Exercise objective: Locate each line in the material that contains the word "wooden", and copy every such line. Matching is case-sensitive.

Records for processing:
=-=-=-=-=
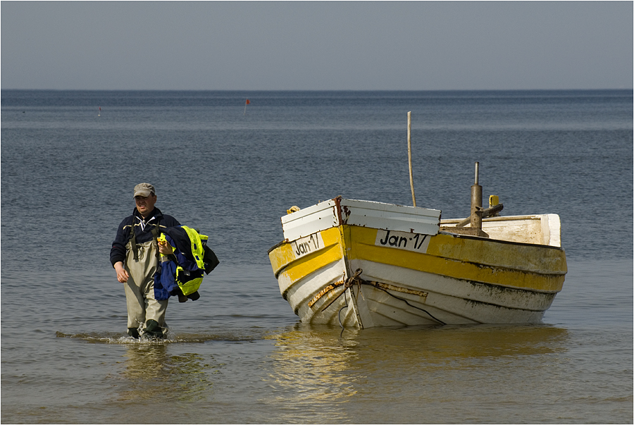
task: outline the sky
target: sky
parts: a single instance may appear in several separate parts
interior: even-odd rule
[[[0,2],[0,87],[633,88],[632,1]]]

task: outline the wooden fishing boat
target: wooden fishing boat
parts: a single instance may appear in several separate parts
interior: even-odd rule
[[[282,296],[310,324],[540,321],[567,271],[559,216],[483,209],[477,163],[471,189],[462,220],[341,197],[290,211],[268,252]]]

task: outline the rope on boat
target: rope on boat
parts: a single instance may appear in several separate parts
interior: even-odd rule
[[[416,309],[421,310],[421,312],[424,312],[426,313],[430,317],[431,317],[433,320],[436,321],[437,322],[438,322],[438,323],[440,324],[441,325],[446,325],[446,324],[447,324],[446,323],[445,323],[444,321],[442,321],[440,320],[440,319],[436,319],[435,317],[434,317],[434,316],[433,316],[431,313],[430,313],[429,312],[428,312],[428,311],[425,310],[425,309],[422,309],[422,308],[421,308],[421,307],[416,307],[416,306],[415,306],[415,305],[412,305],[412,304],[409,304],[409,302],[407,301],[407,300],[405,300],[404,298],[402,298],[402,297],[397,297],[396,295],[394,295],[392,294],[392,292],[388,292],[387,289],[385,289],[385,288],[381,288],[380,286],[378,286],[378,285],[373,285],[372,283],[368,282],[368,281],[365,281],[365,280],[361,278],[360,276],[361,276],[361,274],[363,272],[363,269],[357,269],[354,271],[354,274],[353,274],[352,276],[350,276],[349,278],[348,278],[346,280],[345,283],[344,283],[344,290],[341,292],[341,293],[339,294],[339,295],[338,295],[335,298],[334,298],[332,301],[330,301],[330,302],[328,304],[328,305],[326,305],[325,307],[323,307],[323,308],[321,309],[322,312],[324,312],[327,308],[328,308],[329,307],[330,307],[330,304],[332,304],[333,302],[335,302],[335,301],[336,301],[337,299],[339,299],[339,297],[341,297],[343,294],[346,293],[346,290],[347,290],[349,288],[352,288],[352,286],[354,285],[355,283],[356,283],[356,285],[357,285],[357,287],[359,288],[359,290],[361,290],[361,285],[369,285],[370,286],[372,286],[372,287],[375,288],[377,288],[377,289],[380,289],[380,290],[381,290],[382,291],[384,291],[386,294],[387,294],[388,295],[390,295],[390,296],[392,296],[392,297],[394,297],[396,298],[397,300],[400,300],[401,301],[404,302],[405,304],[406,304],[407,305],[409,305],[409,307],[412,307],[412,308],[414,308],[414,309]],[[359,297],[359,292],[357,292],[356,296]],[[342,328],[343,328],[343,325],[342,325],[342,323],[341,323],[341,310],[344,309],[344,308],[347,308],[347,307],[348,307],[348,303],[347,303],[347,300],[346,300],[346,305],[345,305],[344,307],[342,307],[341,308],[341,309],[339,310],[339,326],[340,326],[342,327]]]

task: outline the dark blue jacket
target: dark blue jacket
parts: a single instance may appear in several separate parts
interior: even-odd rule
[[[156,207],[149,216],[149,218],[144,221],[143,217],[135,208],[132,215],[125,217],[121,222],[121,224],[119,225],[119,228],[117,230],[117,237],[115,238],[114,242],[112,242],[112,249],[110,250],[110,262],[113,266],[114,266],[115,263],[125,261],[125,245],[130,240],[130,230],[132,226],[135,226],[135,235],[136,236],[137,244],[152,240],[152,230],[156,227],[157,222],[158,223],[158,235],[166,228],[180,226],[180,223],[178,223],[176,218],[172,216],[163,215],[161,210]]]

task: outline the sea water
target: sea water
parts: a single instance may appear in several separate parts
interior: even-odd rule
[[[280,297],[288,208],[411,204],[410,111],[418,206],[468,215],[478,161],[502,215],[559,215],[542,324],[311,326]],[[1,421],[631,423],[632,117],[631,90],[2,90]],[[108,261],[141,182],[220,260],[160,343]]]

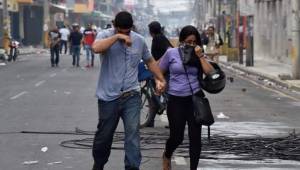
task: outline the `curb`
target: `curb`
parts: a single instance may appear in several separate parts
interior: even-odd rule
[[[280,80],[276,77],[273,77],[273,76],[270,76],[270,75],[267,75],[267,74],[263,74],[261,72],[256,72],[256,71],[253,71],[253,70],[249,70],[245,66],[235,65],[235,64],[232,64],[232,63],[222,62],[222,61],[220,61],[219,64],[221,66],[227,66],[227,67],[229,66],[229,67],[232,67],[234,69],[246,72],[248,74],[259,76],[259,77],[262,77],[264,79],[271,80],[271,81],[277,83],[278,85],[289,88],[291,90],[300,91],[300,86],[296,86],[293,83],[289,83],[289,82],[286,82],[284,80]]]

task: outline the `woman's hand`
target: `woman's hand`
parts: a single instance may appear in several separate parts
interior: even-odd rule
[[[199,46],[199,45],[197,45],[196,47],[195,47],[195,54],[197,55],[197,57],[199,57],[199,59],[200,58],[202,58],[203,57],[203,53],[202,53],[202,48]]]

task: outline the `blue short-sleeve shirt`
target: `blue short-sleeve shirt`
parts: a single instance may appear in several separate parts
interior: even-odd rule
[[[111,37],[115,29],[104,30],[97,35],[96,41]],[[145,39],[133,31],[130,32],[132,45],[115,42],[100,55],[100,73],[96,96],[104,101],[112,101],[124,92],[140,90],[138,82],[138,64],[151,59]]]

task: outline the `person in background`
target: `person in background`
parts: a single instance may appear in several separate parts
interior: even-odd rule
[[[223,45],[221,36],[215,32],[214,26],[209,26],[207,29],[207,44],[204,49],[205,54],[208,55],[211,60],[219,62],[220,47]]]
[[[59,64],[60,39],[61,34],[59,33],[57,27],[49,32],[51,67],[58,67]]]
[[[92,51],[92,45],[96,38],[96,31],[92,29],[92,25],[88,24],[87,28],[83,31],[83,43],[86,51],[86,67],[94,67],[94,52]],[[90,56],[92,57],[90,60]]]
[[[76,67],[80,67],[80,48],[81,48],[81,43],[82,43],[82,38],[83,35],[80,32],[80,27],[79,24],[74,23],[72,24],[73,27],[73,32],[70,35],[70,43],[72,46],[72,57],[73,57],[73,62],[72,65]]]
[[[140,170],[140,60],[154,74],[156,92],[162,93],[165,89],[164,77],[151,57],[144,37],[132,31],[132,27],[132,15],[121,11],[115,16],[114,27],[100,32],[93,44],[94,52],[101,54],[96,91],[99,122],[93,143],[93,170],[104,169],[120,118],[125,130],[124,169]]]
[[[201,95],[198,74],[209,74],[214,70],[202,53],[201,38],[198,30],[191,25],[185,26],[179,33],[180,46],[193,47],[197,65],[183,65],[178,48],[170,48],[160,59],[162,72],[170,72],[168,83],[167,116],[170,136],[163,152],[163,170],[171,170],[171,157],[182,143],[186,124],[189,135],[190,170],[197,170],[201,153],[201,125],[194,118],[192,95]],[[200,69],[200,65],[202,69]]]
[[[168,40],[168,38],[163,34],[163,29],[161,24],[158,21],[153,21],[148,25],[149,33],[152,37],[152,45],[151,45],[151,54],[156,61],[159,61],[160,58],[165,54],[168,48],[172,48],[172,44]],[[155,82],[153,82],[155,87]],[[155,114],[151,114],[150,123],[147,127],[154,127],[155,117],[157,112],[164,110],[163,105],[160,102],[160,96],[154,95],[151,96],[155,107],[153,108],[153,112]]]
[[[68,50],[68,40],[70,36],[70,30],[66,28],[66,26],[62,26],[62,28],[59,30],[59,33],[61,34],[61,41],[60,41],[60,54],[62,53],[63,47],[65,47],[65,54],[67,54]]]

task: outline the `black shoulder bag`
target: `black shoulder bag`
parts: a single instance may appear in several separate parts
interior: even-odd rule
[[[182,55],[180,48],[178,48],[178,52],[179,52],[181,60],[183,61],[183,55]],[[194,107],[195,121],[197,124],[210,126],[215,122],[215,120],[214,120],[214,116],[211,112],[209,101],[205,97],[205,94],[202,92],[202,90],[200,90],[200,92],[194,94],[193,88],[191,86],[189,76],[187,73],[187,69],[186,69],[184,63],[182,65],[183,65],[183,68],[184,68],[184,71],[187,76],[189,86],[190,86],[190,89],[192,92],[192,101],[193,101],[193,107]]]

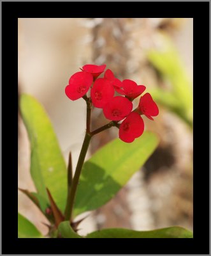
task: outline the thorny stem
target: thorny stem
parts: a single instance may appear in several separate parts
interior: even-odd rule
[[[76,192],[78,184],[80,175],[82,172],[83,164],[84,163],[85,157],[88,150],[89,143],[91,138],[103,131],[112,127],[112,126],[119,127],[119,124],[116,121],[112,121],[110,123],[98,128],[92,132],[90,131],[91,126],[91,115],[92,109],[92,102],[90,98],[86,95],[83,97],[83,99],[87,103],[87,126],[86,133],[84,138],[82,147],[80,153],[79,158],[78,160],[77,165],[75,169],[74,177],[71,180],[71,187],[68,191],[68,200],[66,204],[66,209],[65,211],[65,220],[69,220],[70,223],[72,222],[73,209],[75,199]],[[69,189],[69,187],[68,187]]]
=-=-=-=-=
Reply:
task: outline the wooden fishing boat
target: wooden fishing boat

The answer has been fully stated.